Exercise details ▸ Each entry must appear again exactly as it does in the source.

▬▬▬▬▬▬▬▬▬▬

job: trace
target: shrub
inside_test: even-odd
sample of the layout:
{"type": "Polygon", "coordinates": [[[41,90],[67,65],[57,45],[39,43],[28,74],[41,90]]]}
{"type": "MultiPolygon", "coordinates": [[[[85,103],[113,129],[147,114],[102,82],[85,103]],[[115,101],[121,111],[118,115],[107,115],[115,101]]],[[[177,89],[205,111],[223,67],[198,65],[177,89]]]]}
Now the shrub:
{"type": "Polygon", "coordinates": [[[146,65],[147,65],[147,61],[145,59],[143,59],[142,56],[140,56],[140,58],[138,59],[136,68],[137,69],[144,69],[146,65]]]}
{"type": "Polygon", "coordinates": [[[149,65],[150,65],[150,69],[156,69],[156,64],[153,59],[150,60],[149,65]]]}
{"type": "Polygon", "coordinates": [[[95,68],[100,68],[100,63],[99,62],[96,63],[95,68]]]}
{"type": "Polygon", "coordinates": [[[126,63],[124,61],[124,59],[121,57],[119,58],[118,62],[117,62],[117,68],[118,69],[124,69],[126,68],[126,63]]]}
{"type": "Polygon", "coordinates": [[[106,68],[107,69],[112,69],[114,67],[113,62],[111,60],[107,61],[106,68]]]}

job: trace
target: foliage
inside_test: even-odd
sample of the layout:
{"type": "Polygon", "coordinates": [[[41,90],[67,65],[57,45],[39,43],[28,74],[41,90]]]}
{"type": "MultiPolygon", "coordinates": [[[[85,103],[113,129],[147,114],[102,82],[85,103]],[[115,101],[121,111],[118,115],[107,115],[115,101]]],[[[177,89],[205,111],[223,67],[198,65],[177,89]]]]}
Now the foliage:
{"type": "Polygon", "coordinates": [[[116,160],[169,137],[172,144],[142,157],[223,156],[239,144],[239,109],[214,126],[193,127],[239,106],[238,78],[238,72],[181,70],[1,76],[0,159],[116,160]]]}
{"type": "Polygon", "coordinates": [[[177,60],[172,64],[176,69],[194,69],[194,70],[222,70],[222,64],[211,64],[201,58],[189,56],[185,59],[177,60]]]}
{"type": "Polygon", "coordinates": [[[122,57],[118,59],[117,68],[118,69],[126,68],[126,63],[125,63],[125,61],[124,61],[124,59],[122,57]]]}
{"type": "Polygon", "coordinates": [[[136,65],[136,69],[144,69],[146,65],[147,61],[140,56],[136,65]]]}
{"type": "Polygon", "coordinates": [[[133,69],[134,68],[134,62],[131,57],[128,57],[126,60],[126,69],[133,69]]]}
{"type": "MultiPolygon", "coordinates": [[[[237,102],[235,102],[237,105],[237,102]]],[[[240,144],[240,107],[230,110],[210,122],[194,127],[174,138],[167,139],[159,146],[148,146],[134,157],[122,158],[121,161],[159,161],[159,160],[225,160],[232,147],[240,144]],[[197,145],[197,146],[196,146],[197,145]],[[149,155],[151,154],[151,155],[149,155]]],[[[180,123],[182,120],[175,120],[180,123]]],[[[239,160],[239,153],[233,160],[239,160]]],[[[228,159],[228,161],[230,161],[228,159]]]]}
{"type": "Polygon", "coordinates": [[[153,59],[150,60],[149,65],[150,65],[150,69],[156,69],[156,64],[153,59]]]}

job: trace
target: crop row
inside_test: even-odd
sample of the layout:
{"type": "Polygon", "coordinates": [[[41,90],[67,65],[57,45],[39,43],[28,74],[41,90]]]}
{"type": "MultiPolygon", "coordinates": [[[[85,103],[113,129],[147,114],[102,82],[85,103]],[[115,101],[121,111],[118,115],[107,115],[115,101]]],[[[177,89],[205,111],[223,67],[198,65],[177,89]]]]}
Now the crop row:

▬▬▬▬▬▬▬▬▬▬

Written solution ▸
job: trace
target: shrub
inside_test: even-odd
sample of the layout:
{"type": "Polygon", "coordinates": [[[41,90],[67,65],[57,45],[39,43],[28,74],[41,90]]]}
{"type": "MultiPolygon", "coordinates": [[[[85,103],[113,129],[147,114],[102,82],[85,103]],[[115,101],[121,111],[118,115],[107,115],[115,101]]],[[[177,89],[205,111],[223,67],[198,65],[177,89]]]]}
Now the shrub:
{"type": "Polygon", "coordinates": [[[146,65],[147,65],[147,61],[145,59],[143,59],[142,56],[140,56],[140,58],[138,59],[136,68],[137,69],[144,69],[146,65]]]}
{"type": "Polygon", "coordinates": [[[149,65],[150,65],[150,69],[156,69],[156,64],[153,59],[150,60],[149,65]]]}
{"type": "Polygon", "coordinates": [[[95,68],[100,68],[100,63],[99,62],[96,63],[95,68]]]}
{"type": "Polygon", "coordinates": [[[126,63],[124,61],[124,59],[121,57],[119,58],[118,62],[117,62],[117,68],[118,69],[124,69],[126,68],[126,63]]]}
{"type": "Polygon", "coordinates": [[[106,68],[107,69],[112,69],[114,67],[113,62],[111,60],[107,61],[106,68]]]}

job: trace
target: foliage
inside_test: even-odd
sample of the layout:
{"type": "Polygon", "coordinates": [[[41,90],[67,65],[57,45],[39,43],[28,74],[41,90]]]}
{"type": "MultiPolygon", "coordinates": [[[[85,103],[113,129],[147,114],[102,82],[85,103]],[[115,101],[121,111],[118,115],[107,115],[115,101]]],[[[177,89],[205,111],[223,67],[198,65],[177,89]]]]}
Now the foliage:
{"type": "Polygon", "coordinates": [[[116,160],[169,137],[172,144],[142,157],[223,156],[239,144],[239,109],[214,126],[193,127],[239,106],[238,78],[238,72],[181,70],[1,76],[0,159],[116,160]]]}
{"type": "Polygon", "coordinates": [[[177,60],[172,64],[176,69],[194,69],[194,70],[222,70],[222,64],[211,64],[201,58],[189,56],[185,59],[177,60]]]}
{"type": "Polygon", "coordinates": [[[122,57],[118,59],[117,68],[118,69],[126,68],[126,63],[125,63],[125,61],[124,61],[124,59],[122,57]]]}
{"type": "Polygon", "coordinates": [[[136,65],[136,69],[144,69],[146,65],[147,61],[140,56],[136,65]]]}
{"type": "Polygon", "coordinates": [[[133,69],[134,68],[134,62],[131,57],[128,57],[126,60],[126,69],[133,69]]]}
{"type": "MultiPolygon", "coordinates": [[[[237,102],[235,102],[237,105],[237,102]]],[[[240,144],[240,107],[230,110],[210,122],[194,127],[174,138],[167,139],[159,146],[148,146],[134,157],[122,158],[121,161],[159,161],[159,160],[225,160],[232,147],[240,144]],[[197,145],[197,146],[196,146],[197,145]],[[149,155],[151,154],[151,155],[149,155]]],[[[180,123],[182,120],[175,120],[180,123]]],[[[239,160],[239,153],[233,160],[239,160]]],[[[228,159],[228,161],[230,161],[228,159]]]]}
{"type": "Polygon", "coordinates": [[[153,59],[150,60],[149,65],[150,65],[150,69],[156,69],[156,64],[153,59]]]}

job: trace
target: crop row
inside_test: even-odd
sample of the layout:
{"type": "Polygon", "coordinates": [[[41,90],[67,65],[57,45],[39,43],[28,74],[41,90]]]}
{"type": "MultiPolygon", "coordinates": [[[[85,103],[113,129],[147,114],[102,82],[85,103]],[[115,101],[121,111],[118,115],[107,115],[115,101]]],[[[177,89],[205,111],[223,67],[198,65],[177,89]]]]}
Now the crop row:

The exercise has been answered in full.